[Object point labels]
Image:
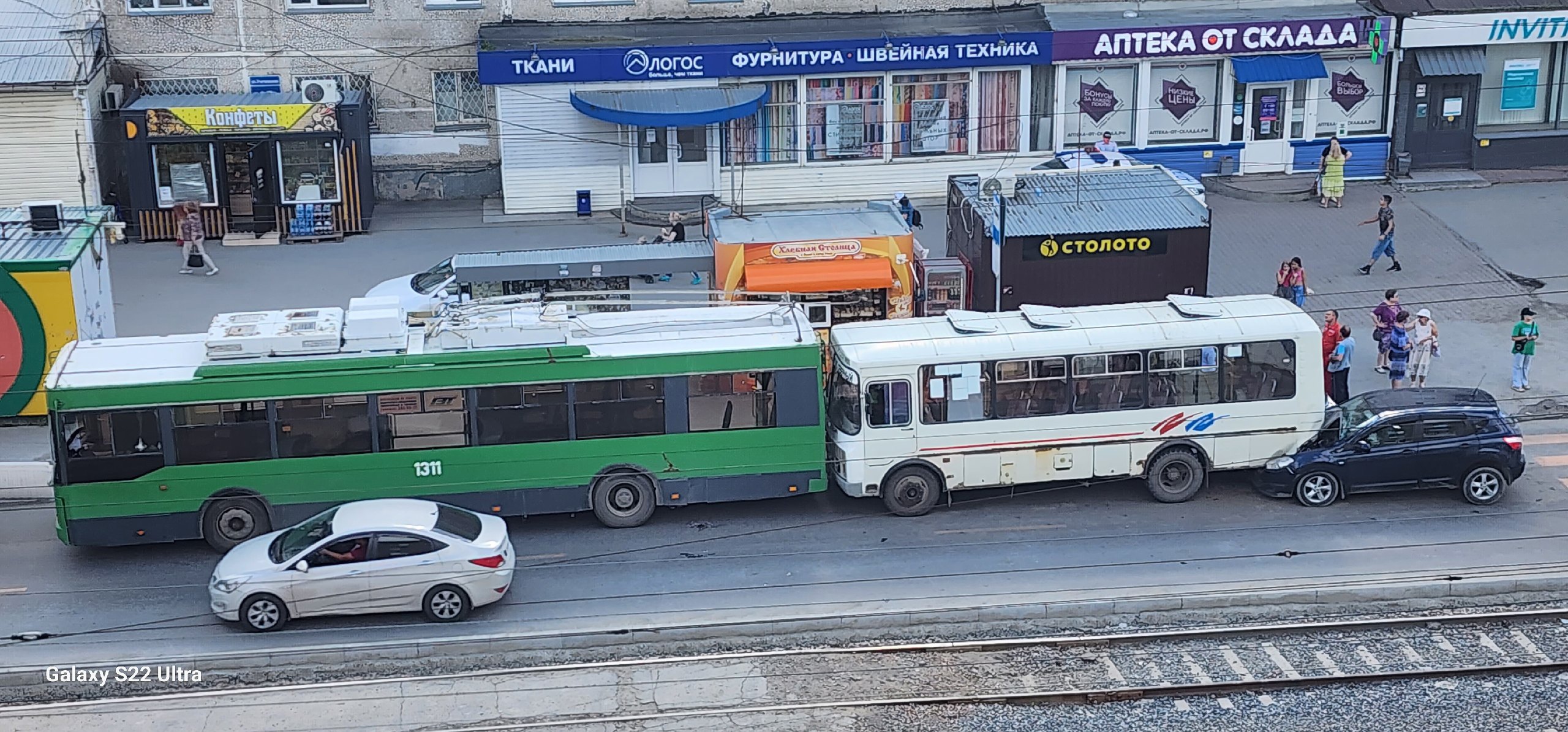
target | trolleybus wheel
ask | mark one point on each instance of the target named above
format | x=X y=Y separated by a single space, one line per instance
x=230 y=523
x=911 y=491
x=1177 y=475
x=623 y=500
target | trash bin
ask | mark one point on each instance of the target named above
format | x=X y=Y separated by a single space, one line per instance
x=1402 y=165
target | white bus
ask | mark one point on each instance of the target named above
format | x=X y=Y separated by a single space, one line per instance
x=1163 y=391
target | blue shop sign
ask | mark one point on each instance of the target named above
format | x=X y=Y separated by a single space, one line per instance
x=763 y=58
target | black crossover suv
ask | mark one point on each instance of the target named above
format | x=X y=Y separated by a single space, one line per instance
x=1398 y=439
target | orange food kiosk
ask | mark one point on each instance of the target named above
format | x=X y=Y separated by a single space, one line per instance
x=841 y=264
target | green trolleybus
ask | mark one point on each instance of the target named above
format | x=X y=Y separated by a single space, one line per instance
x=510 y=410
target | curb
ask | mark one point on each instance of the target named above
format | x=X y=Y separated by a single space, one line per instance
x=1423 y=595
x=27 y=480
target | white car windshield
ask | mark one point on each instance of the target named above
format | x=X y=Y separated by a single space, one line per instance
x=300 y=538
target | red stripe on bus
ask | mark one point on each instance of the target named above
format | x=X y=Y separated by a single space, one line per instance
x=1032 y=442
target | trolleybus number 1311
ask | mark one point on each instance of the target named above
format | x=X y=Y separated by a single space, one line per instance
x=426 y=469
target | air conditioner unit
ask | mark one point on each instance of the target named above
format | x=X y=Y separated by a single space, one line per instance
x=44 y=215
x=113 y=97
x=322 y=91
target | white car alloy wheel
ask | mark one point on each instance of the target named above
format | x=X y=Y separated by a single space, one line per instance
x=262 y=613
x=446 y=604
x=1317 y=489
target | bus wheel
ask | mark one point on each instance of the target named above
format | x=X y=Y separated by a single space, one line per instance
x=228 y=523
x=623 y=500
x=911 y=491
x=1177 y=475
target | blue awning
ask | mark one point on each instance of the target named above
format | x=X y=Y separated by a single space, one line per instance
x=673 y=107
x=1278 y=68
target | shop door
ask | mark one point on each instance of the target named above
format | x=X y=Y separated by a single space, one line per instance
x=248 y=186
x=1267 y=146
x=673 y=162
x=1437 y=138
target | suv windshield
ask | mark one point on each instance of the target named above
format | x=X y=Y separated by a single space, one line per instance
x=844 y=402
x=300 y=538
x=427 y=281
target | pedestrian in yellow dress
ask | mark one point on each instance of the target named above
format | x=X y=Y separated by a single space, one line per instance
x=1335 y=175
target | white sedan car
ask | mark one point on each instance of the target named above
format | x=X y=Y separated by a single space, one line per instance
x=368 y=557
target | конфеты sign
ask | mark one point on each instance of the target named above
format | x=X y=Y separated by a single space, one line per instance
x=761 y=58
x=1101 y=245
x=1213 y=40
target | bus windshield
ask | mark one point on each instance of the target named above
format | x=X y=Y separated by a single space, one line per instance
x=844 y=402
x=427 y=281
x=300 y=538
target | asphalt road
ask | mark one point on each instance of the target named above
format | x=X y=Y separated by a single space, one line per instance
x=819 y=556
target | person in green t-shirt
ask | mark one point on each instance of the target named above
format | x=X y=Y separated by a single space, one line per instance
x=1525 y=334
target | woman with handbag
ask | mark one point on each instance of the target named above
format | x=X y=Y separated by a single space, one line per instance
x=194 y=239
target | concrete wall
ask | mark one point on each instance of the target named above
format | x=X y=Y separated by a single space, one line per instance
x=399 y=44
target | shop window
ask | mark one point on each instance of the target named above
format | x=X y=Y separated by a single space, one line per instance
x=1099 y=99
x=930 y=115
x=1000 y=108
x=1185 y=102
x=518 y=414
x=309 y=170
x=323 y=425
x=954 y=393
x=168 y=5
x=1042 y=80
x=418 y=421
x=1258 y=372
x=1352 y=96
x=1107 y=382
x=739 y=400
x=844 y=118
x=1185 y=377
x=458 y=97
x=1031 y=388
x=110 y=446
x=228 y=431
x=771 y=135
x=189 y=85
x=326 y=4
x=620 y=408
x=186 y=173
x=1513 y=88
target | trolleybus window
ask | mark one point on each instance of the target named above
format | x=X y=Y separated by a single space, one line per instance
x=620 y=408
x=729 y=402
x=1107 y=382
x=416 y=421
x=1256 y=372
x=1185 y=377
x=844 y=402
x=1031 y=388
x=956 y=393
x=222 y=433
x=518 y=414
x=888 y=403
x=323 y=425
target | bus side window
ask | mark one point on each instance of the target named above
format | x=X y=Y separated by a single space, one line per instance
x=888 y=403
x=110 y=446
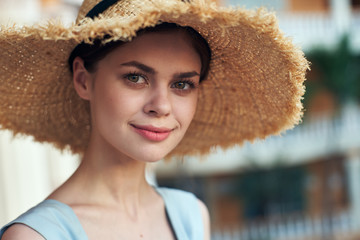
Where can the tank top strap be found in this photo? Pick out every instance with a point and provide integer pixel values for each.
(53, 220)
(184, 213)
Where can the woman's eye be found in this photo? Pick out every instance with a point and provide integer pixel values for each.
(183, 85)
(180, 85)
(135, 78)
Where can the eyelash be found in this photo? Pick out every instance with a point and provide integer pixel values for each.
(126, 77)
(192, 85)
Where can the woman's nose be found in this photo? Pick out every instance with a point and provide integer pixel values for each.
(159, 103)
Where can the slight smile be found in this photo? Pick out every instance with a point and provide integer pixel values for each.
(152, 133)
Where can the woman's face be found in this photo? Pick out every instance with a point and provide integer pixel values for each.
(143, 95)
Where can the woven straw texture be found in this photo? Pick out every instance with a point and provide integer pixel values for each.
(254, 87)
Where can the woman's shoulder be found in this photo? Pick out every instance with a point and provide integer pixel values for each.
(50, 219)
(19, 232)
(186, 212)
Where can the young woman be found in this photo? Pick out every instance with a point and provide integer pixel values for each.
(145, 80)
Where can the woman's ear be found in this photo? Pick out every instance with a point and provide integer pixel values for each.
(82, 79)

### [Work to be completed]
Can you arrange the lines starting at the one containing "target | trash bin" and ending at the one containing "x=1398 y=439", both included, as a numbered list, with blank lines left out?

### [Response]
1. target | trash bin
2. ask | mark one point on each instance of the target named above
3. format | x=X y=Y separated by a single space, one line per instance
4. x=1402 y=165
5. target | white bus
6. ask | mark one point on each instance of the target named above
7. format | x=X y=Y separated by a single space, one line per instance
8. x=1163 y=391
9. target | blue shop sign
10. ask | mark one point on each instance of the target named above
11. format | x=X y=Y separated by a single space, one line per instance
12. x=763 y=58
13. target | black crossover suv
14. ask | mark one point on each instance of the target named above
15. format | x=X y=Y separated by a single space, one line per instance
16. x=1398 y=439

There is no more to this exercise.